■ O que se pede
Informe todas as linhas em que aparece a palavra "mountain", copiando cada uma delas por inteiro.

■ Linhas fornecidas
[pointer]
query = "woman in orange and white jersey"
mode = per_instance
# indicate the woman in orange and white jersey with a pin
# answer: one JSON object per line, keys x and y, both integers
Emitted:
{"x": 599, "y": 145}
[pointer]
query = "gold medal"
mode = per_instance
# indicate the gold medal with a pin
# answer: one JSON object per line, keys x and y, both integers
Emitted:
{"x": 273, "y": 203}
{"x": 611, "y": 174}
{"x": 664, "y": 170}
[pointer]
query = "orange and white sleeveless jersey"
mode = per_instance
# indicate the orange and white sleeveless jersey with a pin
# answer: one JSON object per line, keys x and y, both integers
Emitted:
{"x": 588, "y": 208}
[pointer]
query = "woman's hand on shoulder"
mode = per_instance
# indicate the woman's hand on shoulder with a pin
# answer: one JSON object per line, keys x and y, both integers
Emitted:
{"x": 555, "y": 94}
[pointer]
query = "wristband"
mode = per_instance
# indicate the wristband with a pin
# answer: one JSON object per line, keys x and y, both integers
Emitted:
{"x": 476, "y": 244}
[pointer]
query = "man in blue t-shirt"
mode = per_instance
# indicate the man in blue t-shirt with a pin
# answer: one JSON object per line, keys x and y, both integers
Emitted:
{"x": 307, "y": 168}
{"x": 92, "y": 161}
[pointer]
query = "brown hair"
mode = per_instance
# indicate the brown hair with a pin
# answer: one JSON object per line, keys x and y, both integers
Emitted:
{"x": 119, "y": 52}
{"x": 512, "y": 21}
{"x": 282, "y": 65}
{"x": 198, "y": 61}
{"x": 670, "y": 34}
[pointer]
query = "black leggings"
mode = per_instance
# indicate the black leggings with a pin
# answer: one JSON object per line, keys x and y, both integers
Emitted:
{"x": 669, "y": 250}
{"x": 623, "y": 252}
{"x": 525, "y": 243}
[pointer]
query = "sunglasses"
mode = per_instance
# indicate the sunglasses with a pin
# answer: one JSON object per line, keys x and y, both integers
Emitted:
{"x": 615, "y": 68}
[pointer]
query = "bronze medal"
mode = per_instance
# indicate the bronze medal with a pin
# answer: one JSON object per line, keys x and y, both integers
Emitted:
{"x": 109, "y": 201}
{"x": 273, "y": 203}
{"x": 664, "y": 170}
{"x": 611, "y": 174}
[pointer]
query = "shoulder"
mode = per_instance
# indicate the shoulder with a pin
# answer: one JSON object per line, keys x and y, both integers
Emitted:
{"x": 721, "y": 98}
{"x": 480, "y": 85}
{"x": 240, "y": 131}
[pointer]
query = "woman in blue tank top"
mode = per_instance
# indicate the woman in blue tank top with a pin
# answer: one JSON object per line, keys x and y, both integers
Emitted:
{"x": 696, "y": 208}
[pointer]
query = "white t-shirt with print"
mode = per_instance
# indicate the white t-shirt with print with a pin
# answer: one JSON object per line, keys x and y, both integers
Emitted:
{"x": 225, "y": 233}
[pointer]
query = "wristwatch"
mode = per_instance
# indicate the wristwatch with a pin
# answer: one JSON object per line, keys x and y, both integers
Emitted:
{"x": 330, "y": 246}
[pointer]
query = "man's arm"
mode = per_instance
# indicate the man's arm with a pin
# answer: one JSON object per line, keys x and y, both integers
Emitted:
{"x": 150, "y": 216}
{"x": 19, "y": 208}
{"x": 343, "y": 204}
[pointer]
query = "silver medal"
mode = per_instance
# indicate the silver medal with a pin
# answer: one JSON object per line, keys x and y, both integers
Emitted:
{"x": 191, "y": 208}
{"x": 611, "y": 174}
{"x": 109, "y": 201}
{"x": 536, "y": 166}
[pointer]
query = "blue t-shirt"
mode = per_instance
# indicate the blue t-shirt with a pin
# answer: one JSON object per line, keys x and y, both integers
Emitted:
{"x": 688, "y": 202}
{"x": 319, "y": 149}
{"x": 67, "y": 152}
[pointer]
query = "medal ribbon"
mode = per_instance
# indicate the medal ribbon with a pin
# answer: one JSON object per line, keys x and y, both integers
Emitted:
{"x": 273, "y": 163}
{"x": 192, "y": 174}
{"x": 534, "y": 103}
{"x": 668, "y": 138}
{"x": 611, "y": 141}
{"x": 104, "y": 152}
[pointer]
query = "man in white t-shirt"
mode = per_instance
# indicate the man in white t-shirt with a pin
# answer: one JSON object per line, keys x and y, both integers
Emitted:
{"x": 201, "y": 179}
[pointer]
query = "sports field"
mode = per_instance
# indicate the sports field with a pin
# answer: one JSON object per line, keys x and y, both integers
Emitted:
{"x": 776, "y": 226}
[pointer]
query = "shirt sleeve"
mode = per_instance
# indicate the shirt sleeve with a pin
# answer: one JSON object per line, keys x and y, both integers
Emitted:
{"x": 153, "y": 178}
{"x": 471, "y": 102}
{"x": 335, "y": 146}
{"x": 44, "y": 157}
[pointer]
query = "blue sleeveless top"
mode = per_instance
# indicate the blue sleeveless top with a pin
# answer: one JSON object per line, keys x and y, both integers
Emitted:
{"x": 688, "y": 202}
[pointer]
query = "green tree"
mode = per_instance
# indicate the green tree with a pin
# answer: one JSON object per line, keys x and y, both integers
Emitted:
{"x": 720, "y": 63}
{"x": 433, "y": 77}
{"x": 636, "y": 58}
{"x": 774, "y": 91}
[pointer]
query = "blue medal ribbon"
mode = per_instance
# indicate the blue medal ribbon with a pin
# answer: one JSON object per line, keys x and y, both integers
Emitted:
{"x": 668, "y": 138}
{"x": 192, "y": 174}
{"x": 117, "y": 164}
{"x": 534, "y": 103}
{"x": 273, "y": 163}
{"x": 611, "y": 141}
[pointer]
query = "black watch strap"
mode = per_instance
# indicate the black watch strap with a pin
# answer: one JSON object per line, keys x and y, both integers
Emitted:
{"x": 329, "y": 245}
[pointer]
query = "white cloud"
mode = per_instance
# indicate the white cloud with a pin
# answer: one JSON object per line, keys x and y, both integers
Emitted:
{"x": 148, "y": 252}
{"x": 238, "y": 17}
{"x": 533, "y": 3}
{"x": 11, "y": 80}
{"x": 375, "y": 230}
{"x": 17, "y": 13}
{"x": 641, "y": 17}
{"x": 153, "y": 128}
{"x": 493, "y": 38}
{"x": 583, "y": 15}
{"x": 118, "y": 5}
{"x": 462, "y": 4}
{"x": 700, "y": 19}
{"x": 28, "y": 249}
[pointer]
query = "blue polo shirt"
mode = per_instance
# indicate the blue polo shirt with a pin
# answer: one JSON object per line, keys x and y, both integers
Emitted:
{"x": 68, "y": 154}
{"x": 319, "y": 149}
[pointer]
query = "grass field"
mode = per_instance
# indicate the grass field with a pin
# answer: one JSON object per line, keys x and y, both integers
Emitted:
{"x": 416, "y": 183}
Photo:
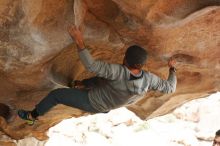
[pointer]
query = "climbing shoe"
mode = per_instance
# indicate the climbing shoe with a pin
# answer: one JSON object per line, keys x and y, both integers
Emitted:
{"x": 25, "y": 115}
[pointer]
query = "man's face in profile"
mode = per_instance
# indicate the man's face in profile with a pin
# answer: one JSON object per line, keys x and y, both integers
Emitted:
{"x": 216, "y": 141}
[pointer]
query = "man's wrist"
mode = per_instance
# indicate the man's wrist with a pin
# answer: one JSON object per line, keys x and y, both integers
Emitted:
{"x": 173, "y": 69}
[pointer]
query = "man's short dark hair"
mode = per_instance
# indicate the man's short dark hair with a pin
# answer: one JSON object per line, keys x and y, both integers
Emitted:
{"x": 135, "y": 55}
{"x": 217, "y": 133}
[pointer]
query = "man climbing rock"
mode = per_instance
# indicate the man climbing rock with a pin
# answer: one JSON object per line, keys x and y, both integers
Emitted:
{"x": 216, "y": 141}
{"x": 119, "y": 84}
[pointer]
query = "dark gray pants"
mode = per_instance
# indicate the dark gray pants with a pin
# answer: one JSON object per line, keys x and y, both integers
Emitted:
{"x": 67, "y": 96}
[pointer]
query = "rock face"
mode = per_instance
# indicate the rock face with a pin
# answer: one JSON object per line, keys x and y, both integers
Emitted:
{"x": 34, "y": 43}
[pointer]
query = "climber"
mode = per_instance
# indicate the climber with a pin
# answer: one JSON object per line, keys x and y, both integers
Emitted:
{"x": 117, "y": 84}
{"x": 216, "y": 141}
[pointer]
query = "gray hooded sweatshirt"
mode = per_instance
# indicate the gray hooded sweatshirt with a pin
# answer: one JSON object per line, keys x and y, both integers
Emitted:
{"x": 119, "y": 89}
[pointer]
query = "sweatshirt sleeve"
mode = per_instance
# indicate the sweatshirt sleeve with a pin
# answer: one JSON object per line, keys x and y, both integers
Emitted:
{"x": 165, "y": 86}
{"x": 100, "y": 68}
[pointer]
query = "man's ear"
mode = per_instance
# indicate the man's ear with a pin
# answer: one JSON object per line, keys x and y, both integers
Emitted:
{"x": 138, "y": 66}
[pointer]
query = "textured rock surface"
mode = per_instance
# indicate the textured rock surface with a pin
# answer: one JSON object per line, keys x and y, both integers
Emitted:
{"x": 34, "y": 43}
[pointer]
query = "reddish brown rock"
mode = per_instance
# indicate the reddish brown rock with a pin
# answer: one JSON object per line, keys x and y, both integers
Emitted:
{"x": 34, "y": 42}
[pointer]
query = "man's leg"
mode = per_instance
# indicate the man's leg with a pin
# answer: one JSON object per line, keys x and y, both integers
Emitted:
{"x": 67, "y": 96}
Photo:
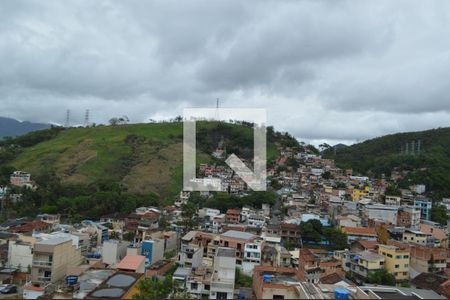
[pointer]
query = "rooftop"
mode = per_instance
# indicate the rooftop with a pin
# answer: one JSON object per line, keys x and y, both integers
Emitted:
{"x": 238, "y": 235}
{"x": 131, "y": 262}
{"x": 360, "y": 231}
{"x": 226, "y": 252}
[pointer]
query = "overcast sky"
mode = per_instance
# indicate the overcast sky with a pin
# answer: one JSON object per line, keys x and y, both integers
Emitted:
{"x": 340, "y": 71}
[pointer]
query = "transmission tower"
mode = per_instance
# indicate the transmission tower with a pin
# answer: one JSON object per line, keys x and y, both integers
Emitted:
{"x": 67, "y": 124}
{"x": 86, "y": 118}
{"x": 217, "y": 110}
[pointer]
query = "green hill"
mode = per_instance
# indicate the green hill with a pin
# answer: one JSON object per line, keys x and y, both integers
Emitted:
{"x": 142, "y": 158}
{"x": 429, "y": 165}
{"x": 89, "y": 172}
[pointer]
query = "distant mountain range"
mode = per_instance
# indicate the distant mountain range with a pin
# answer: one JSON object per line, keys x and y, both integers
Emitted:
{"x": 423, "y": 155}
{"x": 11, "y": 127}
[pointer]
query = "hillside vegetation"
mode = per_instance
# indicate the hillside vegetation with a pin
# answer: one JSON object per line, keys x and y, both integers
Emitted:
{"x": 141, "y": 158}
{"x": 383, "y": 155}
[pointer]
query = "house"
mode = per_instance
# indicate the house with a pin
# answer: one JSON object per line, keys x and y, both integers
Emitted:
{"x": 51, "y": 257}
{"x": 396, "y": 261}
{"x": 233, "y": 215}
{"x": 425, "y": 207}
{"x": 120, "y": 285}
{"x": 252, "y": 256}
{"x": 313, "y": 264}
{"x": 275, "y": 283}
{"x": 392, "y": 200}
{"x": 363, "y": 245}
{"x": 436, "y": 282}
{"x": 20, "y": 255}
{"x": 132, "y": 263}
{"x": 360, "y": 233}
{"x": 364, "y": 263}
{"x": 113, "y": 251}
{"x": 386, "y": 213}
{"x": 408, "y": 217}
{"x": 414, "y": 236}
{"x": 21, "y": 179}
{"x": 236, "y": 240}
{"x": 153, "y": 250}
{"x": 224, "y": 272}
{"x": 190, "y": 256}
{"x": 436, "y": 233}
{"x": 427, "y": 259}
{"x": 348, "y": 221}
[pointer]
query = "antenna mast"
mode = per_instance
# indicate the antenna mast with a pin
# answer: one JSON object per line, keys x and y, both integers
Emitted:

■ Saída esperada
query = "distant mountain range"
# indicate the distant mountain range with a pin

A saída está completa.